- [你的任务]
判断下列三条陈述是否与介绍Apache Sqoop的正文相符，每条答“是”或“否”，并照录正文中起决定作用的原句。
1. Sqoop借助内嵌的MapReduce程序完成数据的导入导出。
2. 本案例下载的Sqoop版本是1.4.6。
3. 下载完工具包后，下一步是编译源码。

- [正文段落]

>>

Apache Sqoop

邮差的信 提交于 2020-02-08 05:24:18

概述

Apache Sqoop™是一种在Apache Hadoop和结构化数据存储(例如关系数据库)之间高效传输批量数据的工具。通过内嵌的MapReduce程序实现关系型数据库和HDFS、Hbase、Hive等数据的导入导出。
在这里插入图片描述

安装

1.访问sqoop的网址http://sqoop.apache.org/,选择相应的sqoop版本下载,本案例选择下载的是1.4.7下载地址:https://mirrors.tuna.tsinghua.edu.cn/apache/sqoop/1.4.7/sqoop-1.4.7.bin__hadoop-2.6.0.tar.gz,下载完相应的工具包后,解压Sqoop.

<<

- [给定数据]

>>

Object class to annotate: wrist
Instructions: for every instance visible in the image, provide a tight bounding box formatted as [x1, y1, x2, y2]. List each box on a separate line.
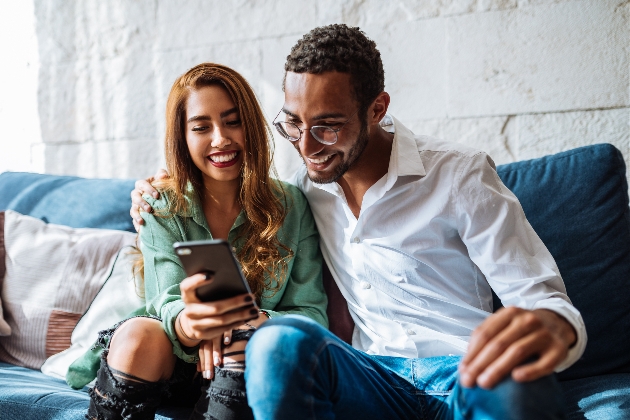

<<

- [完整回答]
1. 是。“通过内嵌的MapReduce程序实现关系型数据库和HDFS、Hbase、Hive等数据的导入导出。”
2. 否。“本案例选择下载的是1.4.7”
3. 否。“下载完相应的工具包后,解压Sqoop.”